┏━━

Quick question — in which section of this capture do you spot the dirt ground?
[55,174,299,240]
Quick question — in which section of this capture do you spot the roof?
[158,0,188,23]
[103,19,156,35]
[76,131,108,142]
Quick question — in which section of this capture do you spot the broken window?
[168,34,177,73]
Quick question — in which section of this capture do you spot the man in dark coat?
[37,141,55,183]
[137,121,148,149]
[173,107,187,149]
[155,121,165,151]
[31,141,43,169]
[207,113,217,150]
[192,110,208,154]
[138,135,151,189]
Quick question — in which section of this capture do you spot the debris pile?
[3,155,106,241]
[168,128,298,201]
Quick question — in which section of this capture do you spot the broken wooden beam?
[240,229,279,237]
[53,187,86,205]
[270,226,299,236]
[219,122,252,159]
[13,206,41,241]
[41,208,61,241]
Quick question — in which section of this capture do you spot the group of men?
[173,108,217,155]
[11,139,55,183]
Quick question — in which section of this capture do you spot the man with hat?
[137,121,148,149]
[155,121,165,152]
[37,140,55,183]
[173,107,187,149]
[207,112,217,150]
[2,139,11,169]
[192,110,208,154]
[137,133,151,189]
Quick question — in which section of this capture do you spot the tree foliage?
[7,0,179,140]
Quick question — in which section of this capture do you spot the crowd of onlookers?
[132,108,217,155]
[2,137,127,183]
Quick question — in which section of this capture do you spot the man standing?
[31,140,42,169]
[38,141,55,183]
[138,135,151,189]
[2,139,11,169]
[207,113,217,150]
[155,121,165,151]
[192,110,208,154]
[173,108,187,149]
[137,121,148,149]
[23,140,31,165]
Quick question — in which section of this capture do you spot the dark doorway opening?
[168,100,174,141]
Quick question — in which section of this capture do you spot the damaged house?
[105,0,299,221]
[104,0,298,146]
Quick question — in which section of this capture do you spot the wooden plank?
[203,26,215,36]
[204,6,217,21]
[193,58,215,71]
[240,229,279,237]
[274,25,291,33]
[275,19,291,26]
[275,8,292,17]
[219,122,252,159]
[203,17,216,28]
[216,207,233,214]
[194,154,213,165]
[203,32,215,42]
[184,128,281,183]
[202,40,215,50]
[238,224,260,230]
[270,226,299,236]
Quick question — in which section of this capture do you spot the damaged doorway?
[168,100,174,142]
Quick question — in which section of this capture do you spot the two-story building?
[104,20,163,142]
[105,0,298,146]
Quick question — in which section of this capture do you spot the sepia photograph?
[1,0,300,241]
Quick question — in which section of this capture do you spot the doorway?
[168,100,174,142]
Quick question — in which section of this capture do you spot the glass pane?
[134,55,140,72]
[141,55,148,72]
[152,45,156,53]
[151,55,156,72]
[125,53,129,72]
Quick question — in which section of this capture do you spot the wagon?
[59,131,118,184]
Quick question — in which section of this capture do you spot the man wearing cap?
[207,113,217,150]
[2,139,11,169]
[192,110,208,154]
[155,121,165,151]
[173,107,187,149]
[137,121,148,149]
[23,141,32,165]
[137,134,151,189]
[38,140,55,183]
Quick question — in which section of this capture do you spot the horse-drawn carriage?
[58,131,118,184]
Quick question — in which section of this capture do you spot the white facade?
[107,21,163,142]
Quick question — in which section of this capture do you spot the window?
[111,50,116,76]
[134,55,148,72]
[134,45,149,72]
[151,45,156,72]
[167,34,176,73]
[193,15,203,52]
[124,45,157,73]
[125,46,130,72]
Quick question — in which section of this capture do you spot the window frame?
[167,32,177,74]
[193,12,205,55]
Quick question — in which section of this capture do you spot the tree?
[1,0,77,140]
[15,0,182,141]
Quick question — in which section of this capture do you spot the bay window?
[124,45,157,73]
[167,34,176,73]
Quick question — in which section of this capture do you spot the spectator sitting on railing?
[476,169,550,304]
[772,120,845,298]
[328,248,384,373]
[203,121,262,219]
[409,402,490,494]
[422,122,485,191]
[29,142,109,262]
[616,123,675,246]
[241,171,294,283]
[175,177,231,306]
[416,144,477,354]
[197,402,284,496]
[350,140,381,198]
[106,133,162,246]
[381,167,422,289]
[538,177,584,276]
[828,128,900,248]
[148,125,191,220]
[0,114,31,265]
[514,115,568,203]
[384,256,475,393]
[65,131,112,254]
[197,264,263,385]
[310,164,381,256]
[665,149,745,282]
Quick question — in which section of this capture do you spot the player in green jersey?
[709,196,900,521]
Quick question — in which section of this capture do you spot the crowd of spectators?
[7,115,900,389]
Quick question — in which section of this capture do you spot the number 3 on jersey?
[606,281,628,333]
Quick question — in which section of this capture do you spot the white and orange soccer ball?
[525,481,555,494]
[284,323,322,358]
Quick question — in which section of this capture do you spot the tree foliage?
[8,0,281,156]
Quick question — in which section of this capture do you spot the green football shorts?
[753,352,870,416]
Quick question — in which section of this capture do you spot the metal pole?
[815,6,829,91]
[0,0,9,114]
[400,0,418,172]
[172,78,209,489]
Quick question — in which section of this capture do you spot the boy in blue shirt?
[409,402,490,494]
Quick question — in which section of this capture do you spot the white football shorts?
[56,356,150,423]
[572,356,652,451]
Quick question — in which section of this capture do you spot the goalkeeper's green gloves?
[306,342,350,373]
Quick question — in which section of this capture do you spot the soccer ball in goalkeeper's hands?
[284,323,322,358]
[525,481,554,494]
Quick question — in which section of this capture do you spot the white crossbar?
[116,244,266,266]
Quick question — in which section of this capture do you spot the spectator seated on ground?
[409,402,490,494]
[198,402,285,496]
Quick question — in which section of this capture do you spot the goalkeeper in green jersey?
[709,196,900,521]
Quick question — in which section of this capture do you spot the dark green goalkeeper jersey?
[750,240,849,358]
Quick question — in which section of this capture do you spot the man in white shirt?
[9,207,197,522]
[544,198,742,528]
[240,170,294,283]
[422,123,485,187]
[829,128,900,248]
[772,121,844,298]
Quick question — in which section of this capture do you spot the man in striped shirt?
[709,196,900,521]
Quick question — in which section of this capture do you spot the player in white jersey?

┗━━

### [Required task]
Rewrite every line from the one containing "spot the roof?" up to and including the one containing "[2,137,127,183]", resizing only the bounding-box coordinates in the answers. Multiply each coordinate by 0.7 and round it to a whole number, with halves rounding up.

### [Problem solution]
Quick question — in which section of this capture do you spot the roof?
[111,0,132,16]
[72,13,109,25]
[53,92,76,99]
Quick question — in which section of this capture do you spot the broken window?
[118,24,124,51]
Quick question — in which section of this capture do you spot the man in dark coat?
[26,99,39,128]
[96,85,104,104]
[121,75,131,104]
[109,85,116,106]
[22,99,30,118]
[145,79,152,105]
[134,77,146,108]
[97,95,106,132]
Quick question — in which section of this capture do you spot the debris pile?
[2,109,74,169]
[118,90,209,141]
Quick question — in which section of this capture do you spot the broken wooden beam?
[168,160,195,166]
[37,131,60,144]
[189,158,209,165]
[153,85,176,111]
[9,144,29,169]
[29,146,43,169]
Quick question — in which section of this capture do you spot the group of men?
[121,76,152,109]
[8,97,39,128]
Quick question — in which section of this capture do you spot the man with hat?
[96,85,104,104]
[109,85,116,106]
[26,98,39,128]
[121,75,131,104]
[145,78,152,105]
[1,97,8,118]
[134,77,146,108]
[96,93,106,132]
Quick question — in which section of this capture do you spot the tree foliage?
[5,0,125,98]
Quick question — in which section of this capture do you spot the crowd of onlookers?
[92,76,152,109]
[1,96,89,128]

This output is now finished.